══ Record set ══

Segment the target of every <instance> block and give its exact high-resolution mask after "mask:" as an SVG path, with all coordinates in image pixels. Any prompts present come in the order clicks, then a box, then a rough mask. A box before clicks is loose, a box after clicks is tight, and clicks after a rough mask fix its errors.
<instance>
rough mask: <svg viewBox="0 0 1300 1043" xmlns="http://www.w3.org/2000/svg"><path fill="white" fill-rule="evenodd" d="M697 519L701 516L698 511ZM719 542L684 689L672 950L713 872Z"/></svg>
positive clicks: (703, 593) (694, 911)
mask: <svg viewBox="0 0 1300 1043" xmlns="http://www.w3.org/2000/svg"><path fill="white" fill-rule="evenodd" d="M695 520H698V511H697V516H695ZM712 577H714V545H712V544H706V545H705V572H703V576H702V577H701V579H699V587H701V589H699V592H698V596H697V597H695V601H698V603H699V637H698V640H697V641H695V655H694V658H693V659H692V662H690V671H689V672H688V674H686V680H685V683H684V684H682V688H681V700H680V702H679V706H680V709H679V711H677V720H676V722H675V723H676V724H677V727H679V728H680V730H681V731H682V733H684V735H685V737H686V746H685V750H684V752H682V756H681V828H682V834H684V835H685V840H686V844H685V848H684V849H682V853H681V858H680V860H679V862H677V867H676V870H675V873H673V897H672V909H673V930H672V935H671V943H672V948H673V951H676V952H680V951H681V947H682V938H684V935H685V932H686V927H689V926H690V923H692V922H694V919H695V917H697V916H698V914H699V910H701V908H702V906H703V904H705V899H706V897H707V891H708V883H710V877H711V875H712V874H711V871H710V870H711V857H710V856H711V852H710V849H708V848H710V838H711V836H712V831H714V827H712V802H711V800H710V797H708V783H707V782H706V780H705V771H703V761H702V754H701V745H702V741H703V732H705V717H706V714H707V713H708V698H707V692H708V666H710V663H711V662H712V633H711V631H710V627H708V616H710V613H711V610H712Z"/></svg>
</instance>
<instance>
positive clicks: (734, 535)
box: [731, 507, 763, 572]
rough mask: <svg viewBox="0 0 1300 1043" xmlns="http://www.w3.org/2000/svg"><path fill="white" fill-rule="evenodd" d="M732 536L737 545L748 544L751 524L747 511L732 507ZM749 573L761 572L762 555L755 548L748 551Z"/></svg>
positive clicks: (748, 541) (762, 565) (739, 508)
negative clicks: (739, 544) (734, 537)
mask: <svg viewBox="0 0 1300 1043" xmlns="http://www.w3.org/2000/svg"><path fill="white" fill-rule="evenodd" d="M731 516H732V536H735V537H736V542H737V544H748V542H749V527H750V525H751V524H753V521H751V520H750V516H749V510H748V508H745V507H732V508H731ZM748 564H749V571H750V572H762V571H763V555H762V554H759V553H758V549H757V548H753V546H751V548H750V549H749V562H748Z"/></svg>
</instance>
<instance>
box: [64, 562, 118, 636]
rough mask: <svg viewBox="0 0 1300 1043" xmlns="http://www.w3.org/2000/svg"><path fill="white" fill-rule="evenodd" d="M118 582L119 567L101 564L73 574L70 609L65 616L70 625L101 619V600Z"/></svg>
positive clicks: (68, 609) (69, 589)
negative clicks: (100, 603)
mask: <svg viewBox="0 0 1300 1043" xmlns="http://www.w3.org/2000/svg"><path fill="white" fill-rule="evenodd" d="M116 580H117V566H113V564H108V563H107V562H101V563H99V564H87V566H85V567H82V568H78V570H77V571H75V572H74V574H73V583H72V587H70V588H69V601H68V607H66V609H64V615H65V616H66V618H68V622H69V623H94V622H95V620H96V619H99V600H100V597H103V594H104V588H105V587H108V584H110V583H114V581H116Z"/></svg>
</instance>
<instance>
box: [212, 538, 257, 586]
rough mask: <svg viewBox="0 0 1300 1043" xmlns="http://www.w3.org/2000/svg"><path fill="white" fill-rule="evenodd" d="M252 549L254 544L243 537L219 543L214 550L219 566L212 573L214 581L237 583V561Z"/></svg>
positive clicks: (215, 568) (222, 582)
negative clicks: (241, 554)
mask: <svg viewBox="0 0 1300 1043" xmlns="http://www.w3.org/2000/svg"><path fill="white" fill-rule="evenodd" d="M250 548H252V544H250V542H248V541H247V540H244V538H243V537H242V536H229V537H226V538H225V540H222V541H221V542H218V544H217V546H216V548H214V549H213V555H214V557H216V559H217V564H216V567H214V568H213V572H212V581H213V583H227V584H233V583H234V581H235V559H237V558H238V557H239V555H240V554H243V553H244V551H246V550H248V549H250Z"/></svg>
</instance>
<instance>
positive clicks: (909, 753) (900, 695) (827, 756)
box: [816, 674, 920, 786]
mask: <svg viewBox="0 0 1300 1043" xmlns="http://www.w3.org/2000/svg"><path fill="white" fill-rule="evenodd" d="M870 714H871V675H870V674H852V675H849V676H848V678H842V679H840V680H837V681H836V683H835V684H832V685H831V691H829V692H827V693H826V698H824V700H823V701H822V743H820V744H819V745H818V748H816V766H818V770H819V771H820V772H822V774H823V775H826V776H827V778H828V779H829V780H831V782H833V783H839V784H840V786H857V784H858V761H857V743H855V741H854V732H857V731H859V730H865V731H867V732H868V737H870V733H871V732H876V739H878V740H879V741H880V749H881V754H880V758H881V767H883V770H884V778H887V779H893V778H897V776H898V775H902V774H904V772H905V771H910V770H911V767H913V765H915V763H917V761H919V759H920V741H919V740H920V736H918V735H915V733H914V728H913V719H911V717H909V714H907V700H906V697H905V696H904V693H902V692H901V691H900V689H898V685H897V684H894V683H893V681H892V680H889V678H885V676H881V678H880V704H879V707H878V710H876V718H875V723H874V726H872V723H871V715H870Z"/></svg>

═══

**Exercise**
Once more, set down the full listing, verbatim.

**Answer box**
Segment the target of every <instance> block and give its exact high-resolution mask after "mask:" as an SVG path, with all coordinates in image pixels. Any prompts present come in the order clicks, then a box, then a rough mask. A box before clicks is loose, a box after clicks is tight, and clicks after a rough mask fix its errors.
<instance>
rough mask: <svg viewBox="0 0 1300 1043" xmlns="http://www.w3.org/2000/svg"><path fill="white" fill-rule="evenodd" d="M697 519L701 516L698 511ZM719 542L684 689L672 950L713 872Z"/></svg>
positive clicks: (703, 593) (694, 911)
mask: <svg viewBox="0 0 1300 1043" xmlns="http://www.w3.org/2000/svg"><path fill="white" fill-rule="evenodd" d="M695 520H698V511H697V516H695ZM712 577H714V545H712V544H706V545H705V572H703V576H702V577H701V579H699V587H701V589H699V592H698V596H697V597H695V601H698V603H699V637H698V640H697V641H695V655H694V658H693V659H692V662H690V671H689V672H688V674H686V680H685V683H684V684H682V688H681V700H680V702H679V706H680V709H679V711H677V720H676V722H675V723H676V724H677V727H679V728H680V730H681V731H682V733H684V735H685V737H686V746H685V750H684V752H682V756H681V828H682V834H684V835H685V840H686V844H685V848H684V849H682V853H681V858H680V860H679V862H677V867H676V870H675V873H673V897H672V909H673V930H672V935H671V943H672V948H673V951H676V952H680V951H681V947H682V938H684V935H685V932H686V927H689V926H690V923H692V922H694V919H695V917H697V916H698V914H699V910H701V908H702V906H703V904H705V899H706V897H707V891H708V883H710V877H711V875H712V874H711V871H710V870H711V857H710V856H711V852H710V849H708V848H710V838H711V836H712V831H714V827H712V802H711V800H710V797H708V783H707V782H706V780H705V771H703V761H702V754H701V745H702V741H703V732H705V717H706V714H707V713H708V698H707V692H708V666H710V663H711V662H712V633H711V631H710V627H708V616H710V613H711V610H712Z"/></svg>
</instance>
<instance>
positive clicks: (734, 535)
box: [731, 507, 763, 572]
rough mask: <svg viewBox="0 0 1300 1043" xmlns="http://www.w3.org/2000/svg"><path fill="white" fill-rule="evenodd" d="M732 536L737 545L748 544L751 524L747 511L732 507ZM749 573L761 572L762 555L755 548L748 551Z"/></svg>
positive clicks: (748, 541) (762, 565) (739, 508)
negative clicks: (739, 544) (734, 537)
mask: <svg viewBox="0 0 1300 1043" xmlns="http://www.w3.org/2000/svg"><path fill="white" fill-rule="evenodd" d="M731 516H732V536H735V537H736V542H737V544H748V542H749V527H750V525H751V524H753V521H751V520H750V516H749V510H748V508H745V507H732V508H731ZM748 564H749V571H750V572H762V571H763V555H762V554H759V553H758V549H757V548H753V546H751V548H750V549H749V562H748Z"/></svg>
</instance>
<instance>
box: [64, 562, 118, 636]
rough mask: <svg viewBox="0 0 1300 1043" xmlns="http://www.w3.org/2000/svg"><path fill="white" fill-rule="evenodd" d="M118 582L119 567L101 564L73 574L70 609L65 616L70 625L101 619V600Z"/></svg>
positive clicks: (68, 609) (69, 589)
negative clicks: (100, 603)
mask: <svg viewBox="0 0 1300 1043" xmlns="http://www.w3.org/2000/svg"><path fill="white" fill-rule="evenodd" d="M116 580H117V566H113V564H108V563H107V562H101V563H99V564H87V566H85V567H82V568H78V570H77V571H75V572H74V574H73V583H72V587H70V588H69V601H68V607H66V609H64V615H65V616H66V618H68V622H69V623H94V622H95V620H96V619H99V600H100V597H103V594H104V588H105V587H108V584H110V583H114V581H116Z"/></svg>
</instance>
<instance>
box: [212, 538, 257, 586]
rough mask: <svg viewBox="0 0 1300 1043" xmlns="http://www.w3.org/2000/svg"><path fill="white" fill-rule="evenodd" d="M252 549L254 544L243 537L219 543L214 550L219 566L212 573L214 581L237 583V561Z"/></svg>
positive clicks: (215, 568) (222, 582)
negative clicks: (241, 554)
mask: <svg viewBox="0 0 1300 1043" xmlns="http://www.w3.org/2000/svg"><path fill="white" fill-rule="evenodd" d="M250 548H252V544H250V542H248V541H247V540H244V538H243V537H242V536H229V537H226V538H225V540H222V541H221V542H218V544H217V546H216V548H214V549H213V555H214V557H216V559H217V564H216V567H214V568H213V572H212V581H213V583H227V584H233V583H234V581H235V559H237V558H238V557H239V555H240V554H243V553H244V551H246V550H248V549H250Z"/></svg>
</instance>
<instance>
positive clicks: (909, 753) (900, 695) (827, 756)
box: [816, 674, 920, 786]
mask: <svg viewBox="0 0 1300 1043" xmlns="http://www.w3.org/2000/svg"><path fill="white" fill-rule="evenodd" d="M870 714H871V675H870V674H852V675H849V676H848V678H842V679H840V680H837V681H836V683H835V684H832V685H831V691H829V692H827V693H826V698H824V700H823V701H822V743H820V744H819V745H818V748H816V766H818V770H819V771H820V772H822V774H823V775H826V776H827V778H828V779H829V780H831V782H833V783H839V784H840V786H857V784H858V761H857V743H855V741H854V732H857V731H859V730H865V731H867V732H868V737H870V733H871V732H876V739H878V740H879V741H880V749H881V754H880V758H881V767H883V770H884V778H887V779H893V778H897V776H898V775H902V774H904V772H905V771H910V770H911V767H913V765H915V763H917V761H919V759H920V741H919V740H920V736H918V735H915V733H914V728H913V719H911V717H909V714H907V700H906V697H905V696H904V693H902V692H901V691H900V689H898V685H897V684H894V683H893V681H892V680H889V678H885V676H881V678H880V704H879V707H878V710H876V718H875V723H874V726H872V723H871V715H870Z"/></svg>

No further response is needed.